### Task brief
Your answer should hold all lines of the entries that include the word "silver".

### Data excerpts
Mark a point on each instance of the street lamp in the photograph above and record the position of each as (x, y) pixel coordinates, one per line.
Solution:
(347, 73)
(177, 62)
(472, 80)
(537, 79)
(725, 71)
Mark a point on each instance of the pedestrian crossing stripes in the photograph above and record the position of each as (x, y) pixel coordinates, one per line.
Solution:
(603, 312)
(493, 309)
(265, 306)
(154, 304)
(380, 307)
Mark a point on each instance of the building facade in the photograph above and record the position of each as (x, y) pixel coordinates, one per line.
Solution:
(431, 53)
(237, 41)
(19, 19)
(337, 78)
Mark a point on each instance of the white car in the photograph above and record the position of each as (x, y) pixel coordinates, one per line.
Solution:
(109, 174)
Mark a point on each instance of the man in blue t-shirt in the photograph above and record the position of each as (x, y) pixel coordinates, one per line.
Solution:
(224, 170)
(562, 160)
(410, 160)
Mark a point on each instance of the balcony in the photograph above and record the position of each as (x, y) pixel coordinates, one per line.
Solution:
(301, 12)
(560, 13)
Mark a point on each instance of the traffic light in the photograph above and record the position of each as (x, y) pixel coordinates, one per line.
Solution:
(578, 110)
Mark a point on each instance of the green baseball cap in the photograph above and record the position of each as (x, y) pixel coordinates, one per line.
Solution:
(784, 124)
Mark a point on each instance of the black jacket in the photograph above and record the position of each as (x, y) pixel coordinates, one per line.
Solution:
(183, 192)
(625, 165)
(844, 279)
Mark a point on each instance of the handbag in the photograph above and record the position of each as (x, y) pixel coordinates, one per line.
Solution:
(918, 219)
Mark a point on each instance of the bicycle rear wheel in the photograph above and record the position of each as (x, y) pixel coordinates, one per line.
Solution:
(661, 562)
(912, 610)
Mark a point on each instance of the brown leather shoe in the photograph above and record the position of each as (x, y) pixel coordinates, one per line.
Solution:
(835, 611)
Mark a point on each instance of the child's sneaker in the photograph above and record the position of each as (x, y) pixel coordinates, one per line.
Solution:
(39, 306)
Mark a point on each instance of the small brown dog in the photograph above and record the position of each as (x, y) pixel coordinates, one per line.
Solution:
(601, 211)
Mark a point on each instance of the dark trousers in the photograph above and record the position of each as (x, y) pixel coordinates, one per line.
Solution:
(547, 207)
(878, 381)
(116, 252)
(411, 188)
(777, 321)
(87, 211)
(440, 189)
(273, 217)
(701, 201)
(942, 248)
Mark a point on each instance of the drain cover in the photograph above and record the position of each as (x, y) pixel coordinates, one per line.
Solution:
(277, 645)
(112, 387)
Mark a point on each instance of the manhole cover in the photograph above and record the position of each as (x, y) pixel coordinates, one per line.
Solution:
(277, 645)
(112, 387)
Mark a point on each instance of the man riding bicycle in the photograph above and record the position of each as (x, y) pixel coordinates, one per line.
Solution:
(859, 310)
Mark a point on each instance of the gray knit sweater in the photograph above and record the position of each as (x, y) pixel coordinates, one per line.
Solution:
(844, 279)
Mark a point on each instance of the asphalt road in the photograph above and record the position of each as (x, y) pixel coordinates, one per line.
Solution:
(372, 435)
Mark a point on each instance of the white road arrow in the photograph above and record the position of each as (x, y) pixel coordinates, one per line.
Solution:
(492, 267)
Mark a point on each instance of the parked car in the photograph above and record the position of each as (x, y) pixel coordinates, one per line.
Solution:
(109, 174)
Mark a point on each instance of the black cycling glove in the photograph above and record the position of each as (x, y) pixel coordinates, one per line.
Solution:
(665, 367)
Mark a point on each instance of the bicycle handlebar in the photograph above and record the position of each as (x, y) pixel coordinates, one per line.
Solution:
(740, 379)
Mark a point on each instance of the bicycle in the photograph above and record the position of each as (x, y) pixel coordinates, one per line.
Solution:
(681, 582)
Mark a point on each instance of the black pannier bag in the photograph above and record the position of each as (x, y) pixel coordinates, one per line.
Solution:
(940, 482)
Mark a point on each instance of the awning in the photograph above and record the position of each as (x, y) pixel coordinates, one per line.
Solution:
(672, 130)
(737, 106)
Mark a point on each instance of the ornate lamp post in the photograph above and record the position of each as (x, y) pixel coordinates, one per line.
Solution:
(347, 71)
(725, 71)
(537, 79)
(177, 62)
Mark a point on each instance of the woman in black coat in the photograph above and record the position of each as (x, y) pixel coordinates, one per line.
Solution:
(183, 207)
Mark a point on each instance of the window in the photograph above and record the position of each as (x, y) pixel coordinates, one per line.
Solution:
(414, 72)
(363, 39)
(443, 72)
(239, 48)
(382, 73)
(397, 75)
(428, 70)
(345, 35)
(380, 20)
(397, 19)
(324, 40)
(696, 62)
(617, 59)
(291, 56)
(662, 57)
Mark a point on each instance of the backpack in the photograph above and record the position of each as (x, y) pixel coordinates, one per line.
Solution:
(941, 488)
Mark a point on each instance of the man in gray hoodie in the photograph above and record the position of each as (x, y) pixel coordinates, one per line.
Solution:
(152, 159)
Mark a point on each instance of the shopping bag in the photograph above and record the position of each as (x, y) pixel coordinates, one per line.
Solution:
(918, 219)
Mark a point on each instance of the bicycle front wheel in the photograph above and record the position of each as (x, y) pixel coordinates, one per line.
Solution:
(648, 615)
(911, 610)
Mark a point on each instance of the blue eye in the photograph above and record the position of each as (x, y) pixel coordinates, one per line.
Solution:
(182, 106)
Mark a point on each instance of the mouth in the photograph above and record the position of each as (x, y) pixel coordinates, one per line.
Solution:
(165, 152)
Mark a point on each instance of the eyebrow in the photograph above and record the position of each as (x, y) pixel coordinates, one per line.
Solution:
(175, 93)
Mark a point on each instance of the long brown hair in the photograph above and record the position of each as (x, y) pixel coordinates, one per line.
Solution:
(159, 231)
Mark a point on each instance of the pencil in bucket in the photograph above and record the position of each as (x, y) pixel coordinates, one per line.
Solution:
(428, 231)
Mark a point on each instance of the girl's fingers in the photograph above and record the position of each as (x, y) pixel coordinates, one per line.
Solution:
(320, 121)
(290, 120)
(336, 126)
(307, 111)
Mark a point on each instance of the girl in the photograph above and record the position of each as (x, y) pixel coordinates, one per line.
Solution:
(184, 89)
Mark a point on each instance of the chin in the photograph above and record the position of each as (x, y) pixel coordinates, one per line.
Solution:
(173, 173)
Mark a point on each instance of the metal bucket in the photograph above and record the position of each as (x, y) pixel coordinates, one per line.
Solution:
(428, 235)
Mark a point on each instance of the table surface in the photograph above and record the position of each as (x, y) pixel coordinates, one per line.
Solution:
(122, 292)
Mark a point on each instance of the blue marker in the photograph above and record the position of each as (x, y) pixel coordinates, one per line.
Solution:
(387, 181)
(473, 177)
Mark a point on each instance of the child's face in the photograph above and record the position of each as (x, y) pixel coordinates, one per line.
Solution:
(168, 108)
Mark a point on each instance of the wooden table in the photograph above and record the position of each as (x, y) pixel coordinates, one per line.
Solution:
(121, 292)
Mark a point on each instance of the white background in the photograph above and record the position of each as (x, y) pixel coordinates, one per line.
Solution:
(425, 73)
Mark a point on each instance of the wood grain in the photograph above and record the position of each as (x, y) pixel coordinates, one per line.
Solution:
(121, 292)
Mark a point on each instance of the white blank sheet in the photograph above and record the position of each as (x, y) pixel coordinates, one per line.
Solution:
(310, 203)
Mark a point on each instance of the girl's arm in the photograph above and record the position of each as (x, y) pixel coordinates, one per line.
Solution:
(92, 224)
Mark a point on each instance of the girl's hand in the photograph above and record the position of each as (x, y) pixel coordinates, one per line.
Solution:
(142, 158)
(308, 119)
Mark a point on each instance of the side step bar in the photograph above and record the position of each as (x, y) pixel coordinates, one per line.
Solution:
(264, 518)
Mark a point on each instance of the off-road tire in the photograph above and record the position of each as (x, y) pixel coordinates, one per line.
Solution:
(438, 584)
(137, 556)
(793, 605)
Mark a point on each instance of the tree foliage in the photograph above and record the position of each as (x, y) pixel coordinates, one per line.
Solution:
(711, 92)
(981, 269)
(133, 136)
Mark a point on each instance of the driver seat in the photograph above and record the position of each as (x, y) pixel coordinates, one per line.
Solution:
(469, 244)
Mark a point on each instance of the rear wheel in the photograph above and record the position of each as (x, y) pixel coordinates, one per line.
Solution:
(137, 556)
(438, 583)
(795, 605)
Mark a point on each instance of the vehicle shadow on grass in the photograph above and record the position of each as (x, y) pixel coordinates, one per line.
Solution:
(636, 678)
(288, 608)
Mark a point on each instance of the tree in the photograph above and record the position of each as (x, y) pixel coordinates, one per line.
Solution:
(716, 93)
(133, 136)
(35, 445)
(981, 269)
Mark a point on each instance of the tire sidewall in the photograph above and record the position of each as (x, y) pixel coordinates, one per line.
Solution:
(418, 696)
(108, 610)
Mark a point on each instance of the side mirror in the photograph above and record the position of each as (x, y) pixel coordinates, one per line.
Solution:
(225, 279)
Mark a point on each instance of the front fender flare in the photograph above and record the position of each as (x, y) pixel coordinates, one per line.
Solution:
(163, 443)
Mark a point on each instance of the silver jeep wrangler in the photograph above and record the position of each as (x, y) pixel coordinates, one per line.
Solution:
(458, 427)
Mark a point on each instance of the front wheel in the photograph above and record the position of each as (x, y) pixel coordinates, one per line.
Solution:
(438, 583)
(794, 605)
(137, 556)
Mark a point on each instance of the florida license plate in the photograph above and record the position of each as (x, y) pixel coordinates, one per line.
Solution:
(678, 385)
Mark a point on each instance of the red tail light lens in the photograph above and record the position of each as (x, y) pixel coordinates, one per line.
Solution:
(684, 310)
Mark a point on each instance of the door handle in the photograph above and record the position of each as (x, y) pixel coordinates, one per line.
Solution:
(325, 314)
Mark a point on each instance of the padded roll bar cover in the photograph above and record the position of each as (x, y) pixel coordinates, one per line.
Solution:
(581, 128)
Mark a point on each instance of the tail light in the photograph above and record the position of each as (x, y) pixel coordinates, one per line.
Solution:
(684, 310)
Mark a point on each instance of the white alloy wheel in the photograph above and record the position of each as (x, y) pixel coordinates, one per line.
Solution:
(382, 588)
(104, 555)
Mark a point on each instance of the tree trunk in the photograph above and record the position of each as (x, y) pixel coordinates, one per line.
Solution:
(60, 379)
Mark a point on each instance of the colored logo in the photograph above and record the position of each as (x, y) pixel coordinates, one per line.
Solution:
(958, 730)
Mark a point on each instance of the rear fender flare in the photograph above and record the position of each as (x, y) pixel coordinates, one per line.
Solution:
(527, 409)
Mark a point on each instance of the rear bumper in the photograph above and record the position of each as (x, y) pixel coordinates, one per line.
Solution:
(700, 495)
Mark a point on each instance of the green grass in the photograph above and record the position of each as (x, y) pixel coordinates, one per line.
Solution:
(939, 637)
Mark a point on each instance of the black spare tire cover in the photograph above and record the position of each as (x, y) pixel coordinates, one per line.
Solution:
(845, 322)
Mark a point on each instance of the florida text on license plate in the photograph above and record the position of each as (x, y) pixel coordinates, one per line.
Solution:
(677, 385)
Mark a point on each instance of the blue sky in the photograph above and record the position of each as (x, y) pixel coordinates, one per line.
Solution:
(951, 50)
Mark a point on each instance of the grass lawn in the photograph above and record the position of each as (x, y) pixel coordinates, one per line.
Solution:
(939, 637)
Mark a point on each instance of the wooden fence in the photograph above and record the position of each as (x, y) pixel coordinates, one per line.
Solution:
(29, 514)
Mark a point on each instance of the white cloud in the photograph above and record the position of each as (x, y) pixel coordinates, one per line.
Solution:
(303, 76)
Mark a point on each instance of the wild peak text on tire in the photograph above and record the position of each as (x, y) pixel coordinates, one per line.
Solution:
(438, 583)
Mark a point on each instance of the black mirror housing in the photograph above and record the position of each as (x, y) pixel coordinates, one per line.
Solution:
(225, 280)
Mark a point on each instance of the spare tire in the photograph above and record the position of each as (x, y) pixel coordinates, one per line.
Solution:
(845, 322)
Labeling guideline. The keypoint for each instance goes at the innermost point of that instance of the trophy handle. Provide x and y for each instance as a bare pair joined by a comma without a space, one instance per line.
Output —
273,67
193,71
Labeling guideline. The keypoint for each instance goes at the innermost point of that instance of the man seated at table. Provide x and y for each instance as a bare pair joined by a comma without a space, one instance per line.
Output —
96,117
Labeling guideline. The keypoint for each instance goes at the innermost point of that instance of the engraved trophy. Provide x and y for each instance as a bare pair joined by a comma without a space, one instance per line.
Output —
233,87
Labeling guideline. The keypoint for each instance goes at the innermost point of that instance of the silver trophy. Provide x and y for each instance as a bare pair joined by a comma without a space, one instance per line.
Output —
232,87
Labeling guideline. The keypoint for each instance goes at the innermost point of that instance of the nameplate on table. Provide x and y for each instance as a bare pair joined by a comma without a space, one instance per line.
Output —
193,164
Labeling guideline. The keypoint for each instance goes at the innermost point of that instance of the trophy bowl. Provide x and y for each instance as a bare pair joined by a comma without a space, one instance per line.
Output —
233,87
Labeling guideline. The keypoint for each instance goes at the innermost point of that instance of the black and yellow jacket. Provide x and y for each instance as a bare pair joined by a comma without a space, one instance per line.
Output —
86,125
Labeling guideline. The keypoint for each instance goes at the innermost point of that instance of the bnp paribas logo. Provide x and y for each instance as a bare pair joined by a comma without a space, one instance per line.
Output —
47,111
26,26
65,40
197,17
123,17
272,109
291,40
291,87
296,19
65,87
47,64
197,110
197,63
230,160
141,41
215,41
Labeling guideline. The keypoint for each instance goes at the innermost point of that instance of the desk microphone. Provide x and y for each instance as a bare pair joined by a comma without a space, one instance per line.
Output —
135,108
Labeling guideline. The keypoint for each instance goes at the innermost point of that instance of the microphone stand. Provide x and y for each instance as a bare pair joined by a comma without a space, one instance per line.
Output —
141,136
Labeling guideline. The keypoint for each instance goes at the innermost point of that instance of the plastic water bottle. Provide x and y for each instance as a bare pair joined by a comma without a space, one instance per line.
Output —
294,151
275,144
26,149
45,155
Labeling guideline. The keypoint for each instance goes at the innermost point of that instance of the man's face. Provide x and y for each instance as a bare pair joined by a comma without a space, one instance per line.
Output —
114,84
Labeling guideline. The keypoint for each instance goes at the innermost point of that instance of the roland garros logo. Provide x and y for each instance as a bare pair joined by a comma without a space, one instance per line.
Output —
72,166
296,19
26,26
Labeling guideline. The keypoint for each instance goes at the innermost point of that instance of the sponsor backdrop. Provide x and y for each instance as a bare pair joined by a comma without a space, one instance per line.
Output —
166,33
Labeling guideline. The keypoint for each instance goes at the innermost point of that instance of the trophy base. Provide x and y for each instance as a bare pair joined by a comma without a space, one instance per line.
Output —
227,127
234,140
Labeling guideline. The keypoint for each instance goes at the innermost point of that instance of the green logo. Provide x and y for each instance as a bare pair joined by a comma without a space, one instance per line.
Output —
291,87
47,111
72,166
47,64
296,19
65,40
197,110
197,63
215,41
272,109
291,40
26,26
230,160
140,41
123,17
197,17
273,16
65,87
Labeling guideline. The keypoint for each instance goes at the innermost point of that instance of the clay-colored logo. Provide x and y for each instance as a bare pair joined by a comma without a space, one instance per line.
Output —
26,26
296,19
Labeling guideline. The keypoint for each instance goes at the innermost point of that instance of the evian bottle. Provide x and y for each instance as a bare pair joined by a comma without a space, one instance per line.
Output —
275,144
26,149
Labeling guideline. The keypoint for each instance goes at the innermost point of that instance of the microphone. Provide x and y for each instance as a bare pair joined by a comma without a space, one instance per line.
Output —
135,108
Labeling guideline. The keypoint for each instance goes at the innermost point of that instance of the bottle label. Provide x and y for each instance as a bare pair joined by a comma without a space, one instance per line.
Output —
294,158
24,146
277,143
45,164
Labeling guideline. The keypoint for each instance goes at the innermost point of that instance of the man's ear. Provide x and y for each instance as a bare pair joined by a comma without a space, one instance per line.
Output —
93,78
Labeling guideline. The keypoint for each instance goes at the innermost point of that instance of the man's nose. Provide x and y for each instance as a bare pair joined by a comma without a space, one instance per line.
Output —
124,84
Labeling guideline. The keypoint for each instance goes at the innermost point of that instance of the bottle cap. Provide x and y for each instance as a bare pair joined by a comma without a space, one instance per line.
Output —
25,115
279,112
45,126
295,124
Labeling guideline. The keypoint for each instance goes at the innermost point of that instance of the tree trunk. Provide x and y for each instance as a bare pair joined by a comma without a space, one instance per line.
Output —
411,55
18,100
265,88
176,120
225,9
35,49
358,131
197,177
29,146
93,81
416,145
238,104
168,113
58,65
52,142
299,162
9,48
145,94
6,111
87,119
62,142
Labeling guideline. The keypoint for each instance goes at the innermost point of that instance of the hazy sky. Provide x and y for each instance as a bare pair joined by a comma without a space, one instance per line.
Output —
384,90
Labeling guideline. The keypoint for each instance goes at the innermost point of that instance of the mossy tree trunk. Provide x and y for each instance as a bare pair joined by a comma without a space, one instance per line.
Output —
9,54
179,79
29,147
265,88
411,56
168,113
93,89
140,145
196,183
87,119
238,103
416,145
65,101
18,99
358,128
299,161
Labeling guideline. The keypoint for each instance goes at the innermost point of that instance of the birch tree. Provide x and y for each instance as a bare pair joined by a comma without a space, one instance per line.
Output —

### Answer to the problem
Mark a point on each instance of the silver jeep wrangler in the photograph above and record the position of each as (x, y) pixel coordinates, one per line.
Labeling guideline. The keypoint for each instance goes at the innermost point of that instance of the silver trophy. Provide x and y for each instance as a bare pair joined by a comma without a space, one instance per line.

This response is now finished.